Each record below is to be restated word for word.

Saved entries.
Content starts
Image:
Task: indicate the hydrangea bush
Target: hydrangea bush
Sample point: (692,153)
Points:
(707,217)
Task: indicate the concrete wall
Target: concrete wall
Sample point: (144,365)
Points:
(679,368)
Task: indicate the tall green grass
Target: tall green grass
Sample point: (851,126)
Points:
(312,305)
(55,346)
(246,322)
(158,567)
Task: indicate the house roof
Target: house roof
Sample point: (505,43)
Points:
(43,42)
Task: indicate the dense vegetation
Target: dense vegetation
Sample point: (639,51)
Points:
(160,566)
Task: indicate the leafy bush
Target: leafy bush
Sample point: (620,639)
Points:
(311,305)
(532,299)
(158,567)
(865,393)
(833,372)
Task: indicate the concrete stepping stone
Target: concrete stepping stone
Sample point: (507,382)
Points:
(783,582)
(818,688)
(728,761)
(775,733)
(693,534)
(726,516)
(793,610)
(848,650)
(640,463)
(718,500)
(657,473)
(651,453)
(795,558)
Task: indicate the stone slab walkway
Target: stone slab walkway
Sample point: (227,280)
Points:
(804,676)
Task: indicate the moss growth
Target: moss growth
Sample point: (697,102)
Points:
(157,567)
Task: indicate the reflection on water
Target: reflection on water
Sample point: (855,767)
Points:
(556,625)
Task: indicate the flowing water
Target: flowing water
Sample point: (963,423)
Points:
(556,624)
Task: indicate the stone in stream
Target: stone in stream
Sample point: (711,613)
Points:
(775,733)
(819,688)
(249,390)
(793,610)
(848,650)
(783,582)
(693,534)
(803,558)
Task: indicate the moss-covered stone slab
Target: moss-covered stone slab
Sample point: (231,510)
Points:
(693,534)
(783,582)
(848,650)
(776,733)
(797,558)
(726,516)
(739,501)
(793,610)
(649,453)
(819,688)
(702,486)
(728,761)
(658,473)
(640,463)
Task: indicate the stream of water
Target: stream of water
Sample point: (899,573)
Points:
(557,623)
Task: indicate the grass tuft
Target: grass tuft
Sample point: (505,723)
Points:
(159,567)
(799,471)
Content ends
Exercise response.
Image:
Task: indicate the hydrangea bush
Target: hydrangea bush
Sample point: (692,153)
Points:
(707,217)
Task: indicate the concrete wall
Target: concrete wall
Sample point: (144,365)
Points:
(679,368)
Task: indicate the tall green grass
Target: tall green grass
Sample point: (851,126)
Points:
(312,305)
(55,346)
(246,322)
(158,567)
Task: indicate the house roof
Target: house roof
Sample point: (505,43)
Points:
(43,42)
Task: indicate the dense vegetation
Target: dense vegetation
Sample point: (639,51)
Points:
(160,566)
Task: indicate the leafy bush
Target: leafy bush
Sample point: (620,639)
Points:
(311,305)
(532,299)
(158,567)
(865,393)
(833,372)
Task: indicate the concrete stepping stone
Target: concrete stepping stone
Sample point: (507,382)
Points:
(783,582)
(818,688)
(728,761)
(775,733)
(693,534)
(726,516)
(793,610)
(848,650)
(640,463)
(718,500)
(657,473)
(651,453)
(795,558)
Task: indicate the stone slab walkway
Target: stone slab walkway
Sample point: (227,280)
Points:
(804,676)
Task: indicate the moss growth
Target: moss growth
Sample point: (697,102)
Points:
(157,567)
Task: indicate the reflection on water
Target: reflection on water
Sample point: (855,767)
Points:
(556,625)
Task: indicate the flowing water
Target: flowing water
Sample point: (963,423)
Points:
(556,624)
Task: indicate the stone in stream
Target: stone in stream
Sample point: (711,613)
Points:
(775,733)
(819,688)
(249,390)
(793,610)
(848,650)
(783,582)
(693,534)
(803,558)
Task: indicate the moss-covered stone slab
Target: moss-covered stone slab
Sample point: (231,510)
Points:
(693,534)
(783,582)
(848,650)
(776,733)
(797,558)
(726,516)
(739,501)
(793,610)
(649,453)
(819,688)
(702,486)
(728,761)
(658,473)
(640,463)
Task: indicate the stream of water
Target: stream of water
Sample point: (899,573)
Points:
(557,623)
Task: indicate the grass tuft
Target: grass tuft
Sample point: (505,723)
Points:
(159,567)
(799,471)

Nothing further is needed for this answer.